INSTRUÇÕES A SEGUIR ->
Formate todos os registros abaixo como CSV de duas colunas, tarefa e valor, com uma linha por registro contendo seu texto e sua resposta. Coloque cada campo entre aspas e substitua as quebras de linha por espaços.

#### REGISTROS EXIBIDOS

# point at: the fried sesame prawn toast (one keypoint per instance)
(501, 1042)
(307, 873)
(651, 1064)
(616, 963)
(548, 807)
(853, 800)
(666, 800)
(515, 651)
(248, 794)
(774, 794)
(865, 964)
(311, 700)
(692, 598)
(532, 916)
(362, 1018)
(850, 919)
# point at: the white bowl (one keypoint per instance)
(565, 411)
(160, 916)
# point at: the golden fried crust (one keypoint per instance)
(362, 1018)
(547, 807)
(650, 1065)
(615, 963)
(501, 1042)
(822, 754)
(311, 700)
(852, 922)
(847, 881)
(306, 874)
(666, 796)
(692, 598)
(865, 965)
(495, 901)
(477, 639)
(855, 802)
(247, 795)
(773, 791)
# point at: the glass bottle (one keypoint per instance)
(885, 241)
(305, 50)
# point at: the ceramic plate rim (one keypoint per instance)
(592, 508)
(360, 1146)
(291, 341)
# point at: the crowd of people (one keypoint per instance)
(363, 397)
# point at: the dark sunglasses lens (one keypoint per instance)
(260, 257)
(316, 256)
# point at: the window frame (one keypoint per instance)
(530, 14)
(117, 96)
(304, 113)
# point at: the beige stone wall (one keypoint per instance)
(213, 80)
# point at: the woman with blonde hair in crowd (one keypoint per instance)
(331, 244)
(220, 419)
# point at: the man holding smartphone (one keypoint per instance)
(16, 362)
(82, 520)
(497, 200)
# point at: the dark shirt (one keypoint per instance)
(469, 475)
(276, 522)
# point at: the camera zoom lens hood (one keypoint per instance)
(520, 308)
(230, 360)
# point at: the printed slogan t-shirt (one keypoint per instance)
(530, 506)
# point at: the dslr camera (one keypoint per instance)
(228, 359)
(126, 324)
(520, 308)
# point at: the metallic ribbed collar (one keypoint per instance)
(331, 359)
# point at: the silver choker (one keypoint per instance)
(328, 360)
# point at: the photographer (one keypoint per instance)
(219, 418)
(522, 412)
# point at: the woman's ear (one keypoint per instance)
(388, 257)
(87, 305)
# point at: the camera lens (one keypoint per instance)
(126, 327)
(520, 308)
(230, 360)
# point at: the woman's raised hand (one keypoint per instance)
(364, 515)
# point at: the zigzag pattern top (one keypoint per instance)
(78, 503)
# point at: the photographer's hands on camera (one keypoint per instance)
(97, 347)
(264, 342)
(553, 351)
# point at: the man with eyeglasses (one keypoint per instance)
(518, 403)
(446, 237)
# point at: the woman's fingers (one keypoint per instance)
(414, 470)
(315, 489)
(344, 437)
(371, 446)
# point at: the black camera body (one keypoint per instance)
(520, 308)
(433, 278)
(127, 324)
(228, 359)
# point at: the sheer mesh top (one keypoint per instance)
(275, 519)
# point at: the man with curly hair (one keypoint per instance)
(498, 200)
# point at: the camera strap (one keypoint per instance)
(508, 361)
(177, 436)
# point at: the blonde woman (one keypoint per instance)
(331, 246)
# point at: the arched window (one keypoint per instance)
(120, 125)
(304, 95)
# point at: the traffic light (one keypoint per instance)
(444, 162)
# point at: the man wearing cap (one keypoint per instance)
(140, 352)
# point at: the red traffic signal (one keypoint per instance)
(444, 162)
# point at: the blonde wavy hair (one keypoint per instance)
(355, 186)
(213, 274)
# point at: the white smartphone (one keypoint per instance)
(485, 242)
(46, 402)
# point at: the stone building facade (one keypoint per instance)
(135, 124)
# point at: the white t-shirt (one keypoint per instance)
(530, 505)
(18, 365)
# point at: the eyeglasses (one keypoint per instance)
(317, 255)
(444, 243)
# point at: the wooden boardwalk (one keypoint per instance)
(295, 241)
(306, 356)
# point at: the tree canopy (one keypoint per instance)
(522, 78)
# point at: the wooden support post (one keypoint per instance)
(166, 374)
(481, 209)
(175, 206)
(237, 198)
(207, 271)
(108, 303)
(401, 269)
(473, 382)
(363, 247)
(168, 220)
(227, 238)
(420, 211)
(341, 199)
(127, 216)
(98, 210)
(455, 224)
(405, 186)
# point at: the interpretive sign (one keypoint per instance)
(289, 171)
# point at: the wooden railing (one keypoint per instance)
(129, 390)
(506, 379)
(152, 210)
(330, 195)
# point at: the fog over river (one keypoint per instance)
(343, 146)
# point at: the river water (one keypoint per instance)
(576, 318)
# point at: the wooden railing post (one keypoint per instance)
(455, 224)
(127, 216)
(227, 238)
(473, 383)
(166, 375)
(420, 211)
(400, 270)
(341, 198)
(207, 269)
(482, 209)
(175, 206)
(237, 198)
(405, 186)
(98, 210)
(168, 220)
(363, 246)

########

RESULTADO DA TAREFA ->
tarefa,valor
"# point at: the fried sesame prawn toast (one keypoint per instance)","(501, 1042) (307, 873) (651, 1064) (616, 963) (548, 807) (853, 800) (666, 800) (515, 651) (248, 794) (774, 794) (865, 964) (311, 700) (692, 598) (532, 916) (362, 1018) (850, 919)"
"# point at: the white bowl (one keypoint per instance)","(565, 411) (160, 916)"
"# point at: the golden fried crust (one keypoint per instance)","(362, 1018) (547, 807) (650, 1065) (615, 963) (501, 1042) (822, 754) (311, 700) (852, 922) (847, 881) (306, 874) (666, 796) (692, 598) (865, 965) (495, 901) (477, 639) (855, 802) (247, 795) (773, 791)"
"# point at: the glass bottle (one keypoint per instance)","(885, 241) (305, 50)"
"# point at: the ceramic plate rim (one keypoint per instance)","(592, 508) (360, 1146) (291, 341)"
"# point at: the crowd of people (one keypoint per instance)","(363, 397)"
"# point at: the dark sunglasses lens (one keypoint per instance)","(260, 257) (316, 256)"
"# point at: the window frame (one keypoint per instance)","(530, 14) (117, 96) (304, 113)"
"# point at: the beige stone wall (one keypoint per instance)","(213, 80)"
"# point at: the woman with blonde hair in crowd (one keypoint per instance)","(331, 244) (220, 419)"
"# point at: the man holding smartphone (one keypoint per instance)","(16, 362) (82, 520) (497, 200)"
"# point at: the dark shirt (one keypoint per instance)","(469, 475) (276, 522)"
"# point at: the camera zoom lens hood (one keypoint per instance)","(520, 308) (230, 360)"
"# point at: the printed slogan t-shirt (one keypoint per instance)","(530, 506)"
"# point at: the dslr camera (one keypoint per instance)","(228, 359) (126, 324) (520, 308)"
"# point at: the metallic ribbed collar (one keypoint per instance)","(331, 359)"
"# point at: the silver choker (one keypoint per instance)","(328, 360)"
"# point at: the photographer (one keypoint per instance)","(219, 418) (522, 412)"
"# point at: the woman's ear (one keypoint per instance)","(388, 257) (87, 305)"
"# point at: the camera lens (one keypoint per instance)","(126, 327) (520, 308) (230, 360)"
"# point at: the woman's raised hand (one keypoint per instance)","(364, 515)"
"# point at: the zigzag pattern top (one keypoint per instance)","(78, 503)"
"# point at: the photographer's hands on camera (one keypoint per instance)","(97, 347) (264, 342) (553, 351)"
"# point at: the man with eyeglasses (one keypoint per instance)","(518, 403) (446, 237)"
"# point at: the woman's fingers (one keypoint per instance)","(414, 470) (315, 489) (344, 437) (371, 446)"
"# point at: the black camera body (one keypoint per instance)","(520, 308) (433, 278) (127, 324) (228, 359)"
"# point at: the sheer mesh top (one keypoint per instance)","(275, 519)"
"# point at: the man with curly hair (one keypoint per instance)","(498, 200)"
"# point at: the camera strap (one keypoint per instance)","(508, 361) (177, 436)"
"# point at: the blonde woman (one keypoint per instance)","(331, 246)"
"# point at: the arched window (one keypoint per instance)","(120, 125) (304, 95)"
"# point at: the traffic light (one keypoint per instance)","(444, 162)"
"# point at: the man wearing cap (one keypoint per instance)","(140, 352)"
"# point at: the red traffic signal (one keypoint per instance)","(444, 162)"
"# point at: the blonde wavy hair (one keypoint per instance)","(355, 186) (213, 274)"
"# point at: the white smartphone (one keypoint per instance)","(485, 242) (46, 402)"
"# point at: the stone building facade (one keypoint per instance)","(135, 124)"
"# point at: the white t-shirt (one keypoint per instance)","(530, 505) (18, 365)"
"# point at: the eyeglasses (one keypoint per instance)","(317, 255) (444, 243)"
"# point at: the wooden boardwalk (one keypoint per instance)","(295, 241) (306, 356)"
"# point at: the tree canopy (one keypoint per instance)","(522, 78)"
"# point at: the wooden support post (one keypoint per instance)","(166, 374) (481, 209) (175, 206) (237, 198) (207, 271) (108, 303) (401, 269) (473, 382) (363, 247) (168, 220) (227, 238) (420, 211) (341, 199) (127, 216) (98, 210) (455, 224) (405, 186)"
"# point at: the interpretive sign (one keypoint per instance)","(289, 171)"
"# point at: the wooden railing (one keypoint per instance)","(129, 390) (506, 379) (152, 210) (330, 195)"
"# point at: the fog over river (one keypoint per instance)","(343, 146)"
"# point at: the river water (one keypoint per instance)","(576, 318)"
"# point at: the wooden railing post (one keypoint per instance)","(455, 224) (127, 216) (227, 238) (473, 383) (166, 375) (420, 211) (400, 270) (341, 198) (207, 269) (482, 209) (175, 206) (237, 198) (405, 186) (98, 210) (168, 220) (363, 246)"